Select every line of the listing below that contains the word "bank", and copy each one out. Case counts.
= = = = =
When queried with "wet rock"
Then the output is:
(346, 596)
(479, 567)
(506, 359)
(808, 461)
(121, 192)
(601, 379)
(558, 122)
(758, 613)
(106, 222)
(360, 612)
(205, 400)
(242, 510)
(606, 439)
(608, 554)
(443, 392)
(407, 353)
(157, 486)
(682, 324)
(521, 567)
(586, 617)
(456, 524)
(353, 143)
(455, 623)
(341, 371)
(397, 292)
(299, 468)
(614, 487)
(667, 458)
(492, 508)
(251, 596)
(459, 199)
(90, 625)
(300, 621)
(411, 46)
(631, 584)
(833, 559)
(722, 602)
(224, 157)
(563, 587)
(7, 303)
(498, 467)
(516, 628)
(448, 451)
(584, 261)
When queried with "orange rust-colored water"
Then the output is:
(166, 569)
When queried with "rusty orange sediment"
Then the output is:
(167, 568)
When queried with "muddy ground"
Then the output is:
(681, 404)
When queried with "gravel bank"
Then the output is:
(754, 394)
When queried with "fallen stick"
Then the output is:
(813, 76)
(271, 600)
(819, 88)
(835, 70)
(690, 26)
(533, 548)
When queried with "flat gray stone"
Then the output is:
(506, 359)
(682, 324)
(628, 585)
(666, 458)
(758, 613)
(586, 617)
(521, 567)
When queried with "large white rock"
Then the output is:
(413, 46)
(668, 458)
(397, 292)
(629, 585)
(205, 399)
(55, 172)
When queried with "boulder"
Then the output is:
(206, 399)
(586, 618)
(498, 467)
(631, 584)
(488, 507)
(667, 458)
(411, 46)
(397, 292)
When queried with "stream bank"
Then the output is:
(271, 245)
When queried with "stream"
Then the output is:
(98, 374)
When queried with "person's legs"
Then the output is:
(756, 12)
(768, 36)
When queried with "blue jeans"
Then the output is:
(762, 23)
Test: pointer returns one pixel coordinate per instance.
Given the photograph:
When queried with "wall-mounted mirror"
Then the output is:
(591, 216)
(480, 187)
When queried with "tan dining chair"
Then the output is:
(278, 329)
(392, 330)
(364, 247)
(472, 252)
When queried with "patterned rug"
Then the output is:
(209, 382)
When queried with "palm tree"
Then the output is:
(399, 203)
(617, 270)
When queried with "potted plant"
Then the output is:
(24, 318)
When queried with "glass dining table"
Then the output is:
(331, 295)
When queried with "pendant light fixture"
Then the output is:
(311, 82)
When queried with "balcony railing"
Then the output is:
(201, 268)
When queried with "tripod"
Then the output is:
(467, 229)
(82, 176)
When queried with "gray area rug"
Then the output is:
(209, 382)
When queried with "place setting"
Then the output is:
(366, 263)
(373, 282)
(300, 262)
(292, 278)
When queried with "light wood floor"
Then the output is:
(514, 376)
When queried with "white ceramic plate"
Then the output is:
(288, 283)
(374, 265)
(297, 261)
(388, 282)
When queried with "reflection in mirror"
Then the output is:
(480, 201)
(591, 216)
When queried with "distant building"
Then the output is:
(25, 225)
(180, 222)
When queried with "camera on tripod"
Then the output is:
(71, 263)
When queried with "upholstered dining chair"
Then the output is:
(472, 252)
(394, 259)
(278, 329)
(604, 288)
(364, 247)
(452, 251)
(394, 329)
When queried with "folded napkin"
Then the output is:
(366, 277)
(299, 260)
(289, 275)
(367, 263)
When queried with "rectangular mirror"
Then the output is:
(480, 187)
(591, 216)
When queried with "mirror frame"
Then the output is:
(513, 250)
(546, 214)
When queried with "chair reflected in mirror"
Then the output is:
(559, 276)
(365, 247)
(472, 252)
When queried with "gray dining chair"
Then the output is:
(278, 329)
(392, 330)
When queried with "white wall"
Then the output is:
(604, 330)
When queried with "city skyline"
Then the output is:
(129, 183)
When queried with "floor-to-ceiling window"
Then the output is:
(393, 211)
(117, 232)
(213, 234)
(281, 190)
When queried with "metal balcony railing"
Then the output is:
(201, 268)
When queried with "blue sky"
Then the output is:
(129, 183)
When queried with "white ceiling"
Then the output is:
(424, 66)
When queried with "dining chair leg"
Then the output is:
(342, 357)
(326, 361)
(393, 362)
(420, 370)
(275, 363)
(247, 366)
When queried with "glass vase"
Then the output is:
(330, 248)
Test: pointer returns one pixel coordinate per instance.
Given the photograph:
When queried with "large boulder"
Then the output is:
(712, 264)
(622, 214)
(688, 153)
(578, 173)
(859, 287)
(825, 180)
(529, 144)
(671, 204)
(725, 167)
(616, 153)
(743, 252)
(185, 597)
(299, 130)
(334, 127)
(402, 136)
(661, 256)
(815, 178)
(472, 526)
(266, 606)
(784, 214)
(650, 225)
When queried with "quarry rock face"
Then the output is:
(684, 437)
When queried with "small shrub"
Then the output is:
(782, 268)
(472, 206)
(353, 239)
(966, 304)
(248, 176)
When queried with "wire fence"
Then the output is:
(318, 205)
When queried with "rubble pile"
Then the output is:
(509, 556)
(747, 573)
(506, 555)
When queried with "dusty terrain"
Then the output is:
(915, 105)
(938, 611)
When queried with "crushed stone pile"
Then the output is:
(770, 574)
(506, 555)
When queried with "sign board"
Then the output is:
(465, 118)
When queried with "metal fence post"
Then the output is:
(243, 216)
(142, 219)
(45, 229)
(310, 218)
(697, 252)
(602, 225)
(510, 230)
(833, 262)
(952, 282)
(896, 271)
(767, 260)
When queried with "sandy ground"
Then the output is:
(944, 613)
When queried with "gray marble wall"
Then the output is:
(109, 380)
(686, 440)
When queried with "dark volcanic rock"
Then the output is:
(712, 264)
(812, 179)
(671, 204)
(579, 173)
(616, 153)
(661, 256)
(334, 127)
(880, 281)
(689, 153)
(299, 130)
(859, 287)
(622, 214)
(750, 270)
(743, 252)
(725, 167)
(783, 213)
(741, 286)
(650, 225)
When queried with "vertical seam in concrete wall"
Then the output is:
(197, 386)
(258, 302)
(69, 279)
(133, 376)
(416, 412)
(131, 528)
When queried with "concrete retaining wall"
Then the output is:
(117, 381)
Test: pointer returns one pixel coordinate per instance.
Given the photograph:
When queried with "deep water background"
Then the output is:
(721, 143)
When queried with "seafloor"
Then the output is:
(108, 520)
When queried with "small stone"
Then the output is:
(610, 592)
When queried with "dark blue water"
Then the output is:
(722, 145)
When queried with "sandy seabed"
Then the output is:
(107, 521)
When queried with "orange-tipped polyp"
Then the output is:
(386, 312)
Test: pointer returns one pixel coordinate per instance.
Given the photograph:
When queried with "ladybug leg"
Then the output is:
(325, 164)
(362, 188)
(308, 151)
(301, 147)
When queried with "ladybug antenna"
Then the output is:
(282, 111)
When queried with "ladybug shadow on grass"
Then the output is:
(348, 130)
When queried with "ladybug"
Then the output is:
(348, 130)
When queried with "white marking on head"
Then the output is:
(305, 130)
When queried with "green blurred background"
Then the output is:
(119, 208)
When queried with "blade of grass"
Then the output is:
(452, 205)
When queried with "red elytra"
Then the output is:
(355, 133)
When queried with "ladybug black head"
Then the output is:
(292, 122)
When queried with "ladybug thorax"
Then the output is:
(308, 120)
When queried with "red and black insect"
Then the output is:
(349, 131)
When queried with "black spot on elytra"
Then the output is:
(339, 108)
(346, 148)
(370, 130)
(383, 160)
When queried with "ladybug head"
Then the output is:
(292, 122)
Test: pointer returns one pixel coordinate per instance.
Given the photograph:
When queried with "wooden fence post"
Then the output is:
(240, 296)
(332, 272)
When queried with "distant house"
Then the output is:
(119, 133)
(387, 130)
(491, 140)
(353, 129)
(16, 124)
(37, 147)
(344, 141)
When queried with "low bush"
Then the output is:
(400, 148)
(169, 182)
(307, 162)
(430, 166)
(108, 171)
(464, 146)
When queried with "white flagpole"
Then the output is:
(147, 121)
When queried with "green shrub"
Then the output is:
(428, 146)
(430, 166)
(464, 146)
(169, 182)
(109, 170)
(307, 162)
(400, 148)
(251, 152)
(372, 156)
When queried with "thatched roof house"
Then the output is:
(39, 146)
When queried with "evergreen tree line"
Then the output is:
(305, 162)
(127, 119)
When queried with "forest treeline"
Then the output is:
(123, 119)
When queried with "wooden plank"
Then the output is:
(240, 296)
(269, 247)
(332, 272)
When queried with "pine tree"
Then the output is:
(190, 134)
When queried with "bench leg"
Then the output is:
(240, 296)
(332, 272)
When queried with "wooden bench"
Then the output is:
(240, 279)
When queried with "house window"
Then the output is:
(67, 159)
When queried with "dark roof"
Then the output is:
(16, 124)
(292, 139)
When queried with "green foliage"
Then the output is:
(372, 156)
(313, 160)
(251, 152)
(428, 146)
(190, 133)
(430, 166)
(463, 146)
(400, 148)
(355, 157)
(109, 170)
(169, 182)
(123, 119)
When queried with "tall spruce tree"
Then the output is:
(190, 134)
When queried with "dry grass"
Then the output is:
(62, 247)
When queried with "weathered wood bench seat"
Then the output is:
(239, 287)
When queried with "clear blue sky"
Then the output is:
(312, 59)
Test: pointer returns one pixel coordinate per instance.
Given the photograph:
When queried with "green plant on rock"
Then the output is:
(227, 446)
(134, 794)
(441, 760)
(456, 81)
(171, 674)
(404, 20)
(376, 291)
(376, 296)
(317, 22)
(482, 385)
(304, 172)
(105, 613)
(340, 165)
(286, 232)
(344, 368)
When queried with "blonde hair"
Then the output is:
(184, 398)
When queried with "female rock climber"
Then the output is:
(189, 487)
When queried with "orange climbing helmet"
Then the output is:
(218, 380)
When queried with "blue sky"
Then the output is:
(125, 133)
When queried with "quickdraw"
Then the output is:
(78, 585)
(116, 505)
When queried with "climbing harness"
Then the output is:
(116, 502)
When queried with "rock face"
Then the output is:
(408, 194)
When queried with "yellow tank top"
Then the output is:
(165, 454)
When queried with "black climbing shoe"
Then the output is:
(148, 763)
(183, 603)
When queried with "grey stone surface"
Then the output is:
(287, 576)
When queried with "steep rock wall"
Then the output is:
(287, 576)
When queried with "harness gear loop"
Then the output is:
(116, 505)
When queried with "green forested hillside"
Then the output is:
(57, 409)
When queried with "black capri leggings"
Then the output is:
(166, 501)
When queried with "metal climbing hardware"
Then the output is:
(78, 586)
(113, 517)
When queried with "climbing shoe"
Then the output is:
= = = = =
## WRITTEN ANSWER
When queried with "gravel bank"
When queried with "stream bank"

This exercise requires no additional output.